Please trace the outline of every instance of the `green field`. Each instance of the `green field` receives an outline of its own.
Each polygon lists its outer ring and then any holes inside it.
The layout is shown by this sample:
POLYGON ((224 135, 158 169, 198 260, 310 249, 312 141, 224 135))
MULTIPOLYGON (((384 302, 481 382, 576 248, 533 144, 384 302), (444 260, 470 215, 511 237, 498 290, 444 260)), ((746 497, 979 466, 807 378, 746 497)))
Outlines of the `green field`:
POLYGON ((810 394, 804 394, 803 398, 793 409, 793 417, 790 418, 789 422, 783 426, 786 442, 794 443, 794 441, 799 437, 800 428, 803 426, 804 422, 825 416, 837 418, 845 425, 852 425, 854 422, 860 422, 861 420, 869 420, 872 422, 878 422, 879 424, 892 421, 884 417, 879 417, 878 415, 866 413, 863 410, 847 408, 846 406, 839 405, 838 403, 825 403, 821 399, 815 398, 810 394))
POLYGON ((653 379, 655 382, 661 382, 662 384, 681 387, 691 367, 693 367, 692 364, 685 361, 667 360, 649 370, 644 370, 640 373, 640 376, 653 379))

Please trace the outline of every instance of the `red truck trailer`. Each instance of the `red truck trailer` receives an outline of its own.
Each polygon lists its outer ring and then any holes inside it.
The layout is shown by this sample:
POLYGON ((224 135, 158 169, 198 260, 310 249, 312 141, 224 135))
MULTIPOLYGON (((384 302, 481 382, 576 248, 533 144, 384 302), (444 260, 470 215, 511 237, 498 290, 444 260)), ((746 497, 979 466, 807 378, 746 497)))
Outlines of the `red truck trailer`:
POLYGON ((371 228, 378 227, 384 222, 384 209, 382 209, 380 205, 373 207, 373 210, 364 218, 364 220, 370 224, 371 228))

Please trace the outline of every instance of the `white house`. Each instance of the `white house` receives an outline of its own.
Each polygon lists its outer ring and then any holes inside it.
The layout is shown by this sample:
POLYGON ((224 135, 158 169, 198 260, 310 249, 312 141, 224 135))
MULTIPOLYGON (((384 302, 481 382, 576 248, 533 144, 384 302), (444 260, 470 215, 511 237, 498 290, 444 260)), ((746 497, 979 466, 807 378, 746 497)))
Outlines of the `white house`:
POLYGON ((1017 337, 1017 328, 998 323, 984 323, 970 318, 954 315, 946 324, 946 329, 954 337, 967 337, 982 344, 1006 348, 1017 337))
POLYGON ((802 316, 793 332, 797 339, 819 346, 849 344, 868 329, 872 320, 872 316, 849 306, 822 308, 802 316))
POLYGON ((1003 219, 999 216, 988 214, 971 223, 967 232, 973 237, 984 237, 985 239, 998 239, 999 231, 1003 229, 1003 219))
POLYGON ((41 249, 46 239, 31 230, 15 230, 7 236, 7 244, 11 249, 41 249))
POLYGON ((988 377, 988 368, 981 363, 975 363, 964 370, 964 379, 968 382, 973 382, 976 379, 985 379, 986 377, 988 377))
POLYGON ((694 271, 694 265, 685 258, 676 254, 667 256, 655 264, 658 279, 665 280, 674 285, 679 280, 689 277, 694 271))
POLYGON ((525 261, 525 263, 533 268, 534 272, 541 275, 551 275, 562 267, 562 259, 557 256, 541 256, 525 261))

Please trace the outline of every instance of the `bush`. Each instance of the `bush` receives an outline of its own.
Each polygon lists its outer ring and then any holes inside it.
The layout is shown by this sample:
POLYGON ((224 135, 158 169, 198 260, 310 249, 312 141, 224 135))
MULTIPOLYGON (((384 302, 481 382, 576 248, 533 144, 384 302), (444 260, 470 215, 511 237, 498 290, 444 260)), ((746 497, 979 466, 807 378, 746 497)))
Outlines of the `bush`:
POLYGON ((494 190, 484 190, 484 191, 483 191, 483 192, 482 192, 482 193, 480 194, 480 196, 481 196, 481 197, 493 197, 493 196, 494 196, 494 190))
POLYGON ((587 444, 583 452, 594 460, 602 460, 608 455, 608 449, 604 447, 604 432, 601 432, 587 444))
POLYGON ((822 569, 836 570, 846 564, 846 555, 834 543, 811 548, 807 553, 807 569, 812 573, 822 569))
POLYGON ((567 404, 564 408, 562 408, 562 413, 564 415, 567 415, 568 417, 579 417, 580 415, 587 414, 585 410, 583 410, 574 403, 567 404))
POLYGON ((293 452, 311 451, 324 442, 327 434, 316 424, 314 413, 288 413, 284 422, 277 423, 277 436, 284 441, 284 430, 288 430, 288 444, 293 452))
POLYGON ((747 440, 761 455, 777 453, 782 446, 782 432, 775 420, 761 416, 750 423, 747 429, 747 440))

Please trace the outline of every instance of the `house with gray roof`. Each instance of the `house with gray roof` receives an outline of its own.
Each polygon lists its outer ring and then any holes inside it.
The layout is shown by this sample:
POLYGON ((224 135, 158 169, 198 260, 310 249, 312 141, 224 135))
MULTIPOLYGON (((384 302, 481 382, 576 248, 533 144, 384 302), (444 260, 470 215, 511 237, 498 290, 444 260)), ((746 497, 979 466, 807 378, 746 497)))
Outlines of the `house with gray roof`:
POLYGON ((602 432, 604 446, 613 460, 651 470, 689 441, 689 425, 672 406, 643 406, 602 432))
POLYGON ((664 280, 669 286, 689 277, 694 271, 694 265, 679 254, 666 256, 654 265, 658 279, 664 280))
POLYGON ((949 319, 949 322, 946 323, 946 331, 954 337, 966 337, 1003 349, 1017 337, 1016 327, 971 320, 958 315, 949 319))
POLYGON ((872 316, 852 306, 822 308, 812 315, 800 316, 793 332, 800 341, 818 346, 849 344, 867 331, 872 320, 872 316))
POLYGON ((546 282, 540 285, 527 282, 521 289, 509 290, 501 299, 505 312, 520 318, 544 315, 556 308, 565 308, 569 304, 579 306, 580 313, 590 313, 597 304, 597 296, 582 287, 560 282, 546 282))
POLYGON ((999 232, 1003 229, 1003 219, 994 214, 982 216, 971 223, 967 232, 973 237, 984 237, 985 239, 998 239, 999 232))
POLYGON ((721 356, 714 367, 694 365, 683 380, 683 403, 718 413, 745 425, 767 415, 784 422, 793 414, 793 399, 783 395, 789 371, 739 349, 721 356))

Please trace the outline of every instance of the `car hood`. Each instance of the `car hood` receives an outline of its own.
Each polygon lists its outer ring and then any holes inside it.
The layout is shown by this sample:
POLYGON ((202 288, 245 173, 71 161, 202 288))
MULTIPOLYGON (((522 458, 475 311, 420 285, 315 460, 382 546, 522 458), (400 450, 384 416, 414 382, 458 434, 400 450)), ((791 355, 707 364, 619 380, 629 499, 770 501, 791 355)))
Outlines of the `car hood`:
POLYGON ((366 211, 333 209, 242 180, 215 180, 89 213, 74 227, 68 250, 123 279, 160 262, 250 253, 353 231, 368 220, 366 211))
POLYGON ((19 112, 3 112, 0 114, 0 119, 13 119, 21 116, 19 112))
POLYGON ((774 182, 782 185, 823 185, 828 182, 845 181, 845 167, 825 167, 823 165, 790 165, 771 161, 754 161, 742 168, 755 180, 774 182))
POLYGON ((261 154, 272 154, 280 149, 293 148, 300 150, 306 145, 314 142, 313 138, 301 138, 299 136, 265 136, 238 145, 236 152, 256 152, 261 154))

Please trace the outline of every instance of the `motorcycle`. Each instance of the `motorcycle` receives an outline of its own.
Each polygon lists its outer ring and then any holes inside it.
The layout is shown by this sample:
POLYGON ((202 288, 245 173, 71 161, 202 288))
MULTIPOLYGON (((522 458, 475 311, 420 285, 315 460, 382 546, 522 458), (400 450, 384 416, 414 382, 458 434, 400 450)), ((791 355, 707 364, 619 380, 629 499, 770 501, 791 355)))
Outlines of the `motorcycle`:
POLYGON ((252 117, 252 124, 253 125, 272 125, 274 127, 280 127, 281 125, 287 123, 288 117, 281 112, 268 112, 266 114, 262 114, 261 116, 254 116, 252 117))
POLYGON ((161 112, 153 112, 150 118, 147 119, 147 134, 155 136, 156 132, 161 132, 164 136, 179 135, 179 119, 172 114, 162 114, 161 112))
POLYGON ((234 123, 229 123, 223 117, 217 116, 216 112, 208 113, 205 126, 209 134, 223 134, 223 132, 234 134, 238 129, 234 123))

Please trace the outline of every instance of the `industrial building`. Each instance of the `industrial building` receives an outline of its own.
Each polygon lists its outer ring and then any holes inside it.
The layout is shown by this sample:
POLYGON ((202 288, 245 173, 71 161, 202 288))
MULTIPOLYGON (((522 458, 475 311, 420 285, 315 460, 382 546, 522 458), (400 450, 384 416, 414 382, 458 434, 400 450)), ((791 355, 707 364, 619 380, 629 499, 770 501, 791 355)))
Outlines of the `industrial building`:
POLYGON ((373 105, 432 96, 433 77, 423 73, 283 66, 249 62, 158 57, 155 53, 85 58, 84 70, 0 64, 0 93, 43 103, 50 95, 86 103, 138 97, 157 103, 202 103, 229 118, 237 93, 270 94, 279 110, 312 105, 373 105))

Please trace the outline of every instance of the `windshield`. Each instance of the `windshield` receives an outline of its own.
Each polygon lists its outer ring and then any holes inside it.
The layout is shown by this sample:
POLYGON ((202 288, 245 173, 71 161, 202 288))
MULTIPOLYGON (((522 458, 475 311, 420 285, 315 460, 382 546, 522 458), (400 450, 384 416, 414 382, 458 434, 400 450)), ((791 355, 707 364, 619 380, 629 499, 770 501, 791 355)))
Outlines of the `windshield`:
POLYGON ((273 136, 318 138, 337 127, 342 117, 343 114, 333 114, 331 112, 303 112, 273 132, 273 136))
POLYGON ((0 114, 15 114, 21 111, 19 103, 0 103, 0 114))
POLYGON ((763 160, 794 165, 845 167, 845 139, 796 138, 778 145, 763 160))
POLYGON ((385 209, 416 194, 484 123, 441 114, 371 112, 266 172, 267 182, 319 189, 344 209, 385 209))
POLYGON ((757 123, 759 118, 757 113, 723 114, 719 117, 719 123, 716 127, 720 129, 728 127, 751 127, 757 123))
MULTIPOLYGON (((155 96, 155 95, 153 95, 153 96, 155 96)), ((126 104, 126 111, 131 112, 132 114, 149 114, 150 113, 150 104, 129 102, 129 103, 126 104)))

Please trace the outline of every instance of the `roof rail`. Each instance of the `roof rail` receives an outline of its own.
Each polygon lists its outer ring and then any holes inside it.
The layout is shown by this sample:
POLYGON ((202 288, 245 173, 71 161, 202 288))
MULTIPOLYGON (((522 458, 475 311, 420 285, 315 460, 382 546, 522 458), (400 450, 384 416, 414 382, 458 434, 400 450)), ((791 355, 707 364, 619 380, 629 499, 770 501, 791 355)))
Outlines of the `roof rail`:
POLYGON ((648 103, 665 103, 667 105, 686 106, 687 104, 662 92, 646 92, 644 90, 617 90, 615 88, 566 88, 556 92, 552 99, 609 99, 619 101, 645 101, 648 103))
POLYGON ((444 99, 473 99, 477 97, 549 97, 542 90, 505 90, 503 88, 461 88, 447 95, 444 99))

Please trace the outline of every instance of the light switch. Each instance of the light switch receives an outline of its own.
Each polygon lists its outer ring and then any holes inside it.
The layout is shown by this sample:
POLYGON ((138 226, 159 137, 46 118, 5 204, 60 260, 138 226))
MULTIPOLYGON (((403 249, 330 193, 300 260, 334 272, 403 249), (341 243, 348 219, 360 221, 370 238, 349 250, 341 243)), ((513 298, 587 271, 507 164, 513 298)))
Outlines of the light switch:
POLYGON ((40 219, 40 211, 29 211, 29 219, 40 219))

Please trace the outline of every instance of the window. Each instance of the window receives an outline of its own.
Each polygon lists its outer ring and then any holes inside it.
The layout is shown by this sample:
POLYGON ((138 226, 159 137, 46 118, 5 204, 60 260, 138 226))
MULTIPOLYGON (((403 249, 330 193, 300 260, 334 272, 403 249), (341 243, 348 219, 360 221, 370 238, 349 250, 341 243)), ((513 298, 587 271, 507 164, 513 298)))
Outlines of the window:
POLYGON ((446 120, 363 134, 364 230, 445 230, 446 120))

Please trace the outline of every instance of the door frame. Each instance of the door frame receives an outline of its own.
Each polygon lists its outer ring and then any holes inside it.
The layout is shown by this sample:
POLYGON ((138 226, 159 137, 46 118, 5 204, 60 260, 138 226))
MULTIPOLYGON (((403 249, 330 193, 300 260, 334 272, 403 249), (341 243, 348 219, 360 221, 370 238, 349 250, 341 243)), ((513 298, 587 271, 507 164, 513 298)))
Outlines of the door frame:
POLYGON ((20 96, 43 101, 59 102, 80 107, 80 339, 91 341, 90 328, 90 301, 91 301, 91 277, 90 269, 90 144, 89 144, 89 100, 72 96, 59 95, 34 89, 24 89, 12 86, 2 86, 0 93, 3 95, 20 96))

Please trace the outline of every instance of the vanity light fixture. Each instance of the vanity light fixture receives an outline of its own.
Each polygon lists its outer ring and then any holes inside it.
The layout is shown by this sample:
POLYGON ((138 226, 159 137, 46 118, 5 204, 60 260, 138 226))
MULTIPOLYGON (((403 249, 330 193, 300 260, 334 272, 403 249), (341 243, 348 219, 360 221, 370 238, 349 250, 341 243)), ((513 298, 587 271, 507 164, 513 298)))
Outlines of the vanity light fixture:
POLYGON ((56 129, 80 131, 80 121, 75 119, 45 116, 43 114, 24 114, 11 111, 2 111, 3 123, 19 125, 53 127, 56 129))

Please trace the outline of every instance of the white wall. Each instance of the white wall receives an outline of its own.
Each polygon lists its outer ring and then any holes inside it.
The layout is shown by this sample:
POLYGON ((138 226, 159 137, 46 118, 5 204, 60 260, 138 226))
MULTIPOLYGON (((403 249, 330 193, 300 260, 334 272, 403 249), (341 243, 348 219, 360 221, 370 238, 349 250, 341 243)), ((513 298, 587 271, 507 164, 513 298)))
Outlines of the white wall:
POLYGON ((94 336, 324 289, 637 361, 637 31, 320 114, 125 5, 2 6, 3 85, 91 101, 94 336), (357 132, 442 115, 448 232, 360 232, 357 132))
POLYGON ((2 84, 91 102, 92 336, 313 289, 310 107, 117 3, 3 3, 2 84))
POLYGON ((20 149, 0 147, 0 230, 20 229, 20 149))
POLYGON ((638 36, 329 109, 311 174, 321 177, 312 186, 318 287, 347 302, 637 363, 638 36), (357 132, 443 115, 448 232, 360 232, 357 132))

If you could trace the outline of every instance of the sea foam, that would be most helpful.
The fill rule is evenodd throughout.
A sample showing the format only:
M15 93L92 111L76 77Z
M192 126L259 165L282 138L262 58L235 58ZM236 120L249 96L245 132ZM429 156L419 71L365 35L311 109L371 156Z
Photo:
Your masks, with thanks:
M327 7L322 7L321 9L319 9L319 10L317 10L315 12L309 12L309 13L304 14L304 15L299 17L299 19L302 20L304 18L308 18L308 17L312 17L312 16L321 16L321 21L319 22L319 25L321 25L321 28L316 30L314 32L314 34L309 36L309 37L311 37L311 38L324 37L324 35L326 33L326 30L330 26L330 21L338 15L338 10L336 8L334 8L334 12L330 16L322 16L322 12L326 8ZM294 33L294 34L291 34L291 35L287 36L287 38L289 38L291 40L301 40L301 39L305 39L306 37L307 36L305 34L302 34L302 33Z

────────────────

=== PROBLEM DETAILS ===
Please copy the line that holds "M192 126L259 165L282" and each line under it through the last line above, exactly as they stand, adding nothing.

=== OUTPUT OF THE EXERCISE ===
M192 126L259 165L282 138L262 58L235 58ZM236 120L249 96L245 132ZM429 156L419 71L365 35L311 109L371 156Z
Photo:
Your masks, with thanks:
M327 7L322 7L321 9L319 9L319 10L317 10L315 12L309 12L309 13L304 14L304 15L299 17L299 19L302 20L304 18L308 18L308 17L312 17L312 16L321 16L321 21L319 22L319 25L321 25L321 28L316 30L314 32L314 34L309 36L309 37L311 37L311 38L324 37L324 35L326 33L326 30L330 26L330 21L338 15L338 10L336 8L334 8L334 12L330 16L322 16L322 12L326 8ZM294 33L294 34L291 34L291 35L287 36L287 38L289 38L291 40L301 40L301 39L305 39L306 37L307 36L305 34L302 34L302 33Z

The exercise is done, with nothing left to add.